Start of Block

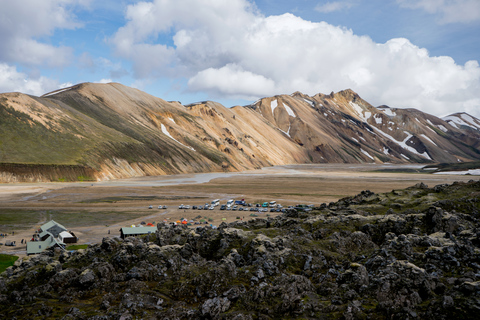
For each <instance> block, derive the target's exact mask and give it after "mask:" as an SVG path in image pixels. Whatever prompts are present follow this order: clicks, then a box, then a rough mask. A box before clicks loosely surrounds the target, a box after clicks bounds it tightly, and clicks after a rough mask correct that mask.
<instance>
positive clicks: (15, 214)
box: [0, 164, 478, 255]
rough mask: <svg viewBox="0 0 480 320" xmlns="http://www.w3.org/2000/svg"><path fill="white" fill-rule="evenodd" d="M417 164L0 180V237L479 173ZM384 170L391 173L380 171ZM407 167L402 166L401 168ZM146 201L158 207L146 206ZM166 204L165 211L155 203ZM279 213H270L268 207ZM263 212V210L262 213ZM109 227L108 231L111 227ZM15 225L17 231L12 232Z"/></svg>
mask: <svg viewBox="0 0 480 320" xmlns="http://www.w3.org/2000/svg"><path fill="white" fill-rule="evenodd" d="M415 168H419V166H412V165H406V166H398V165H371V164H364V165H351V164H348V165H346V164H324V165H292V166H279V167H270V168H264V169H261V170H254V171H245V172H239V173H205V174H196V175H192V174H190V175H177V176H160V177H142V178H134V179H124V180H115V181H107V182H96V183H38V184H34V183H28V184H3V185H0V233H8V234H9V235H8V237H6V238H1V237H0V243H5V242H6V241H16V243H17V246H16V247H5V246H0V252H1V253H12V254H16V255H23V254H25V245H21V240H22V239H25V240H26V239H30V238H31V236H32V234H33V233H34V231H35V230H36V229H38V227H39V226H40V225H41V224H42V223H44V222H46V221H49V220H50V219H54V220H55V221H57V222H59V223H61V224H63V225H64V226H66V227H67V228H69V229H71V230H72V231H74V232H75V234H76V235H77V236H78V237H79V238H80V243H96V242H99V241H101V240H102V238H103V237H105V236H110V237H111V236H118V235H119V229H120V228H121V227H124V226H130V225H132V224H135V225H137V224H139V223H140V222H141V221H145V222H147V223H148V222H155V223H157V222H160V221H163V220H167V221H176V220H178V219H180V218H186V219H188V220H190V219H194V218H195V217H199V216H201V217H206V218H210V219H213V222H212V223H213V224H215V225H219V224H220V223H221V222H222V221H223V220H222V219H225V220H226V221H227V222H231V221H234V220H237V217H240V218H241V219H244V218H245V219H250V218H252V217H250V212H248V214H247V212H243V211H241V212H240V211H220V210H218V208H217V209H216V210H201V211H199V210H191V209H190V210H179V209H178V206H179V205H180V204H189V205H203V204H205V203H206V202H209V201H211V200H212V199H221V202H222V203H225V202H226V200H228V199H231V198H235V199H245V200H246V201H247V202H251V203H258V202H264V201H271V200H275V201H277V202H278V203H281V204H283V205H285V206H286V205H293V204H296V203H306V204H317V205H318V204H320V203H323V202H330V201H336V200H338V199H340V198H342V197H345V196H352V195H355V194H357V193H359V192H360V191H362V190H365V189H369V190H371V191H373V192H387V191H391V190H392V189H400V188H405V187H408V186H411V185H414V184H416V183H419V182H423V183H426V184H427V185H430V186H434V185H437V184H442V183H452V182H454V181H468V180H471V179H475V178H478V177H472V176H452V175H432V174H426V173H425V174H418V173H407V172H409V171H411V170H412V169H415ZM378 169H384V170H385V169H386V170H391V172H375V171H374V170H378ZM398 170H404V171H405V172H396V171H398ZM149 205H152V206H153V209H148V207H149ZM158 205H167V206H168V209H167V210H163V209H162V210H159V209H157V206H158ZM268 214H271V215H274V214H273V213H268ZM260 216H265V214H263V215H260ZM109 231H110V234H109V233H108V232H109ZM13 232H15V234H14V235H13V234H12V233H13Z"/></svg>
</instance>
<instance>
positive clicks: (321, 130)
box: [0, 83, 480, 181]
mask: <svg viewBox="0 0 480 320" xmlns="http://www.w3.org/2000/svg"><path fill="white" fill-rule="evenodd" d="M0 115H1V118H0V138H1V140H0V162H2V163H16V164H29V165H35V164H42V165H78V166H81V167H82V168H83V169H82V170H84V168H92V169H94V171H95V172H96V173H95V174H94V175H93V177H91V179H93V180H103V179H114V178H123V177H133V176H142V175H162V174H175V173H188V172H208V171H220V170H227V171H237V170H246V169H254V168H260V167H263V166H270V165H282V164H293V163H312V162H313V163H327V162H346V163H361V162H377V163H382V162H394V163H399V162H412V163H428V162H461V161H471V160H478V159H480V151H479V141H480V131H479V130H478V129H479V127H480V121H479V120H478V119H475V118H473V117H471V116H469V115H467V114H463V115H458V116H452V117H453V118H448V119H446V120H443V119H440V118H437V117H435V116H432V115H429V114H426V113H423V112H421V111H419V110H415V109H392V108H389V107H386V106H381V107H378V108H375V107H373V106H372V105H370V104H369V103H368V102H366V101H364V100H363V99H361V98H360V97H359V96H358V94H356V93H355V92H353V91H352V90H344V91H341V92H338V93H331V94H329V95H325V94H317V95H315V96H313V97H310V96H308V95H305V94H302V93H299V92H296V93H294V94H292V95H279V96H275V97H267V98H263V99H260V100H258V101H257V102H255V103H253V104H252V105H249V106H245V107H241V106H236V107H233V108H226V107H224V106H222V105H221V104H218V103H215V102H211V101H205V102H202V103H196V104H190V105H186V106H183V105H181V104H180V103H179V102H167V101H165V100H162V99H160V98H157V97H153V96H151V95H149V94H147V93H145V92H142V91H140V90H137V89H133V88H129V87H126V86H124V85H121V84H118V83H110V84H92V83H83V84H79V85H75V86H73V87H70V88H66V89H62V90H57V91H55V92H52V93H49V94H46V95H44V96H42V97H34V96H29V95H25V94H21V93H7V94H1V95H0ZM455 119H457V120H456V121H454V120H455ZM459 119H462V121H464V122H465V123H467V125H463V124H461V123H460V120H459ZM465 119H468V120H465ZM10 174H11V175H15V172H10ZM11 175H9V177H11ZM0 176H1V175H0ZM0 179H3V180H5V179H6V178H5V175H3V178H0ZM35 179H37V180H41V179H42V177H41V176H37V177H36V178H35V177H30V178H29V181H35ZM7 180H8V179H7Z"/></svg>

End of Block

▶ [WORK REQUEST]:
Going through the data, tally the lines containing "instance" and report only the result.

▶ [SOLUTION]:
4